-- BEGIN --

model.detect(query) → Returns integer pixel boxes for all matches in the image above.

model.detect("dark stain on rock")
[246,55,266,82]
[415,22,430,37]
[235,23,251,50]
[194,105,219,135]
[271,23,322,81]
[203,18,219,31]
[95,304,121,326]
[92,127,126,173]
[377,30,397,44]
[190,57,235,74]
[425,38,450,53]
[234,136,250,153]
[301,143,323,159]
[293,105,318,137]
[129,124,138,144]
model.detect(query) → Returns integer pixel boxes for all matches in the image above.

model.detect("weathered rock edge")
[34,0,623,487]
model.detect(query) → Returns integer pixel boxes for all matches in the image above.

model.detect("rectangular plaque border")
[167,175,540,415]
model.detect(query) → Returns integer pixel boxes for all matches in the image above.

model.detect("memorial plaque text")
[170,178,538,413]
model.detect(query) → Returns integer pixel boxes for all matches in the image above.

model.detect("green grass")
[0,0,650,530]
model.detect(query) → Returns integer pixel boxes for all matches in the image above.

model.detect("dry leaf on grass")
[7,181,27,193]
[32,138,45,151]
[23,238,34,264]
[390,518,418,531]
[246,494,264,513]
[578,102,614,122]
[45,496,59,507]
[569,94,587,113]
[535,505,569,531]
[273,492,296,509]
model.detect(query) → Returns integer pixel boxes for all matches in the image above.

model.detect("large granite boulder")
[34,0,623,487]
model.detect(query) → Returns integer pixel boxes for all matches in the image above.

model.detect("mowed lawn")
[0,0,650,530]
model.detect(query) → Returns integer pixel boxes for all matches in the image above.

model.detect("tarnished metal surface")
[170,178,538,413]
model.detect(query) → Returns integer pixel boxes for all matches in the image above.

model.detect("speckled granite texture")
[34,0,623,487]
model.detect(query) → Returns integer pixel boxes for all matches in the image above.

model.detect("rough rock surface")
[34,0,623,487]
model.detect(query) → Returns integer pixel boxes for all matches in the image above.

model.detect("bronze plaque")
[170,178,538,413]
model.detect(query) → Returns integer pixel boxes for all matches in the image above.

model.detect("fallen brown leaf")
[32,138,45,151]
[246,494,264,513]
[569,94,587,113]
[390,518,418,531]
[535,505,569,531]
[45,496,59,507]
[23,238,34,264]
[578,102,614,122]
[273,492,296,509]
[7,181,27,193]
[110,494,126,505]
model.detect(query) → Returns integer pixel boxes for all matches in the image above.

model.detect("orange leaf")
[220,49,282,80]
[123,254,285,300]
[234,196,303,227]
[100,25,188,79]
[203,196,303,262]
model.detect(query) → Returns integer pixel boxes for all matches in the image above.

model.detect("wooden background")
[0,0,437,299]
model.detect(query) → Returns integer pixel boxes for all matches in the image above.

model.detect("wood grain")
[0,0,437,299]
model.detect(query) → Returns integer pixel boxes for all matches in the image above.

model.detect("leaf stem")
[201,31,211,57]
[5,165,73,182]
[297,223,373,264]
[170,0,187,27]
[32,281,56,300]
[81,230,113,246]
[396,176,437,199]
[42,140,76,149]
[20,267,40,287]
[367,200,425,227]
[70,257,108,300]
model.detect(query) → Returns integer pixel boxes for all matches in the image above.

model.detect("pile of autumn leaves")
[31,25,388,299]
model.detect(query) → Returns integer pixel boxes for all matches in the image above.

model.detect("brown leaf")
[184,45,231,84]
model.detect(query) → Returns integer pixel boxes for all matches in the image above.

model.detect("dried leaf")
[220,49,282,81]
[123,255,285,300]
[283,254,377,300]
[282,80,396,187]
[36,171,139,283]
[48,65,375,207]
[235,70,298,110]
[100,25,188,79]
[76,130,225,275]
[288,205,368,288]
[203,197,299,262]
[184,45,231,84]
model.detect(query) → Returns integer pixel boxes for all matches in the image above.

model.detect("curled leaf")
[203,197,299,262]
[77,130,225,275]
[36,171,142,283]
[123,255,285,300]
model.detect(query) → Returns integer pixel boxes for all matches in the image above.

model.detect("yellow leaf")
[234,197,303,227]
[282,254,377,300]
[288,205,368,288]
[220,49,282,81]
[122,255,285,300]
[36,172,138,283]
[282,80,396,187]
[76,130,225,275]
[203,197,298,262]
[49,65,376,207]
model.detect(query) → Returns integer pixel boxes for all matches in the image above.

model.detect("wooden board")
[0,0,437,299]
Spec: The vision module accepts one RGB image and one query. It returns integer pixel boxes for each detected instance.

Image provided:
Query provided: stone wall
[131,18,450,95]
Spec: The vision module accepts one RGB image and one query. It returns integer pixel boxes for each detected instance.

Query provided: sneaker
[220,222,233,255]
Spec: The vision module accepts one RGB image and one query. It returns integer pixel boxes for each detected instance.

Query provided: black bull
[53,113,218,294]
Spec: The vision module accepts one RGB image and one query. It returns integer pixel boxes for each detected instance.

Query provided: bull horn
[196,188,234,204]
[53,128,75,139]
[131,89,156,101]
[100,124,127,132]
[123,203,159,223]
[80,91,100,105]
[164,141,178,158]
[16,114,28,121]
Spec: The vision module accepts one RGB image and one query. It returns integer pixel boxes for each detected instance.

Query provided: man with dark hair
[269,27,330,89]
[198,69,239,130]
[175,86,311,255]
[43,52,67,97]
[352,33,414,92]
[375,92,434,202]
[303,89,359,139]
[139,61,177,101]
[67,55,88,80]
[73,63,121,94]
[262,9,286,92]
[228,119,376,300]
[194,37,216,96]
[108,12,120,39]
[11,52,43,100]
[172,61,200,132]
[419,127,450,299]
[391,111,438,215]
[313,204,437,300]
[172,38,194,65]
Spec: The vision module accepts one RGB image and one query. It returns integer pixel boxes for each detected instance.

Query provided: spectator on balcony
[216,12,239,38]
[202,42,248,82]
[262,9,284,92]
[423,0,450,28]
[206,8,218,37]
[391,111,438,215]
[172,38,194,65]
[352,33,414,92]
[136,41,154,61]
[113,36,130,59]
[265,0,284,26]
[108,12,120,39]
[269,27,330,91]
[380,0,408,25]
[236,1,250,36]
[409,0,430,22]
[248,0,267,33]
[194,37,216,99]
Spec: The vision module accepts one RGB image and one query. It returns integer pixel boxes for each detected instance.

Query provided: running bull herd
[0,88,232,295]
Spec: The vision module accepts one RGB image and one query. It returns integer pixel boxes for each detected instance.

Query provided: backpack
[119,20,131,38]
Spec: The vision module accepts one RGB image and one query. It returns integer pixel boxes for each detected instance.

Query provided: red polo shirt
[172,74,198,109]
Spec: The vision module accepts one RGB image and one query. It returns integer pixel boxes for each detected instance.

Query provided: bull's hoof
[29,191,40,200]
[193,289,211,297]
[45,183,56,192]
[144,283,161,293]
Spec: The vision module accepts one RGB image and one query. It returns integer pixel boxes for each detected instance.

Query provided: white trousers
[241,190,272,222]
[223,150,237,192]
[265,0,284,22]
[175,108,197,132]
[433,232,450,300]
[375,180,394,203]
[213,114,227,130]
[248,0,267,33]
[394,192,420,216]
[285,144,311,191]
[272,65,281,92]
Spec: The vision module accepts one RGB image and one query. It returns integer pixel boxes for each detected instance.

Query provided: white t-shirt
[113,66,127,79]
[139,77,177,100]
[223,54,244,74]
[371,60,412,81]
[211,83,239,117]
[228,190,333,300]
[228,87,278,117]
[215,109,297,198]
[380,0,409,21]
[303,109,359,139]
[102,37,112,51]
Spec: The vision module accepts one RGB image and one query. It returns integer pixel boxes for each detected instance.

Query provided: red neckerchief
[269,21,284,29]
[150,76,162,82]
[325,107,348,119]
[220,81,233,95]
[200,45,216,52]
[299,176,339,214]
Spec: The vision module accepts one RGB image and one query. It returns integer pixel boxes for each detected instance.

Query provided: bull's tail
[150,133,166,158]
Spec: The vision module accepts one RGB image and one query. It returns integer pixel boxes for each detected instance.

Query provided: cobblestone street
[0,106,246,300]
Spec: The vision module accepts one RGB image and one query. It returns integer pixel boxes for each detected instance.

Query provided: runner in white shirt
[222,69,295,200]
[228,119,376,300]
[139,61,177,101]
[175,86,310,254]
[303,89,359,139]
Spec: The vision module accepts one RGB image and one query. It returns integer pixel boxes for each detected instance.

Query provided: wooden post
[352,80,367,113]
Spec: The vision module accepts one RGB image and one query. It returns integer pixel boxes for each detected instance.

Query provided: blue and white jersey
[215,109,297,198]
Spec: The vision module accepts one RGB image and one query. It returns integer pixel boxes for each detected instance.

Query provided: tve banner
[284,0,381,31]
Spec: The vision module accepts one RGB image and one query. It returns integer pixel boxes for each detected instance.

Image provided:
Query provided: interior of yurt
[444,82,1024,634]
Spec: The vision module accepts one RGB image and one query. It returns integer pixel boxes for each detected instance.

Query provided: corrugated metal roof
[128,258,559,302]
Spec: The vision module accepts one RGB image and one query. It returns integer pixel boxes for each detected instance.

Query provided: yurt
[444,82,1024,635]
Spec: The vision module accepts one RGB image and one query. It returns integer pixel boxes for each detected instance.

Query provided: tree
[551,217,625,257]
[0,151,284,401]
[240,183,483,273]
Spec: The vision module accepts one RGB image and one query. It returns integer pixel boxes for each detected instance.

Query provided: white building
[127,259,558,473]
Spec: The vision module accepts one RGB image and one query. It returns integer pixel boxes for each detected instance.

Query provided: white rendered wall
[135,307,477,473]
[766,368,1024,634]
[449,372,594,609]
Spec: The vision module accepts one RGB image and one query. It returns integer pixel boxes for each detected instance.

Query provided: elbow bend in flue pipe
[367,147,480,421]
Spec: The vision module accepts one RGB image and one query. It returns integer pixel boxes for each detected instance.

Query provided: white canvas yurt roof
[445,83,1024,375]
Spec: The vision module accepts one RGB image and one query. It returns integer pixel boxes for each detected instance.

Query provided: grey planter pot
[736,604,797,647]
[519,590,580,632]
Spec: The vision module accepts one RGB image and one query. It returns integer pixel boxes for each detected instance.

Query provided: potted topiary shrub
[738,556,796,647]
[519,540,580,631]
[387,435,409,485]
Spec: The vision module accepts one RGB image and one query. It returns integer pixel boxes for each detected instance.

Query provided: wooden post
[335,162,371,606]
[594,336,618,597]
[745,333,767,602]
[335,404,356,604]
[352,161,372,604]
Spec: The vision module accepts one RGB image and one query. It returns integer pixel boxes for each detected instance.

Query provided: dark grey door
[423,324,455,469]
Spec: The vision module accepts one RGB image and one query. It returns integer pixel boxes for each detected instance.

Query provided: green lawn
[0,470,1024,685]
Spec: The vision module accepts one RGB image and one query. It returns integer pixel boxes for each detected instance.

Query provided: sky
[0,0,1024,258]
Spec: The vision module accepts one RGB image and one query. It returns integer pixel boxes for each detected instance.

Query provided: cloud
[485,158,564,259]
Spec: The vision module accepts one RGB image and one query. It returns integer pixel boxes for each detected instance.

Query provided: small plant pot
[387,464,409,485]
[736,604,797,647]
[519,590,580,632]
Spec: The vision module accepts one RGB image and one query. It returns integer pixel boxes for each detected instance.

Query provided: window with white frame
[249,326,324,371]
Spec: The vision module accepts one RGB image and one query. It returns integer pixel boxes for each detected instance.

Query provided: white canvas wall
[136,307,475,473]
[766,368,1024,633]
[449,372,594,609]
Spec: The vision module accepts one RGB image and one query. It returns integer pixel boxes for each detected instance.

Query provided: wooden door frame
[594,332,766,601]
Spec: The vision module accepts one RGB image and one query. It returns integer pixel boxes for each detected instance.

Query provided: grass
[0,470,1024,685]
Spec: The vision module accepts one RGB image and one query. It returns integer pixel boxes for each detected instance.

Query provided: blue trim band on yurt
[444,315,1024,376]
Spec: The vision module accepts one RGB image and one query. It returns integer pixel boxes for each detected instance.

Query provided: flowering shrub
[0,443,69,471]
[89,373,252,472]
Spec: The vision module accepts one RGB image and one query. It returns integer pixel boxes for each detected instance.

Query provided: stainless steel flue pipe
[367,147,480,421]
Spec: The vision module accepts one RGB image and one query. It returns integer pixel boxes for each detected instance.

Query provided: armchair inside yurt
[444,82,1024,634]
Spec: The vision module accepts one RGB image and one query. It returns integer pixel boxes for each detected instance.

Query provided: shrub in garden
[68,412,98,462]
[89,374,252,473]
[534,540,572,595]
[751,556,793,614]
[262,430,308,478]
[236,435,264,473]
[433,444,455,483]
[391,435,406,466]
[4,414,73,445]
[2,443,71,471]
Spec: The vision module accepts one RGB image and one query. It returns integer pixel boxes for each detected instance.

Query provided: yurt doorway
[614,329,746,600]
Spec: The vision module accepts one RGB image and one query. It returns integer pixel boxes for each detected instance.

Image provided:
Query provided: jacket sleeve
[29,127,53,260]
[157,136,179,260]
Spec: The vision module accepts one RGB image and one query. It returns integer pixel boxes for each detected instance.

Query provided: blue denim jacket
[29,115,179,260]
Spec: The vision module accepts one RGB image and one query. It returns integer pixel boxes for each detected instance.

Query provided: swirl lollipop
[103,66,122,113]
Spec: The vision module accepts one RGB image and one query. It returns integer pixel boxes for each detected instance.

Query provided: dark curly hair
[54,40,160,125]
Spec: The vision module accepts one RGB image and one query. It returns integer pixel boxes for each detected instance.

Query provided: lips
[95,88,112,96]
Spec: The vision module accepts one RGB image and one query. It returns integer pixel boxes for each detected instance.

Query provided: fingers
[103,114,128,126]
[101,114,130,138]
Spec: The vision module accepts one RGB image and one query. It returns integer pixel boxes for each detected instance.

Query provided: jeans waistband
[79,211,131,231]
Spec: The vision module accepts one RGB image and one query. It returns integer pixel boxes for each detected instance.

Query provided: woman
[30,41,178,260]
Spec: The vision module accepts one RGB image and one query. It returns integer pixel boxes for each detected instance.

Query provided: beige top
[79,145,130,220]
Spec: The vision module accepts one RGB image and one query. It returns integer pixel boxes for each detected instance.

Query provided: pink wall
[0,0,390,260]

-- END --

• _CHALLENGE_
Which lines of the records contain the word "wooden"? Find each one and copy it in full.

• _SOLUTION TO THIS TASK_
model.detect("wooden background")
model.detect("wooden board")
Query provided: wooden post
Query provided: wooden post
Query provided: wooden door frame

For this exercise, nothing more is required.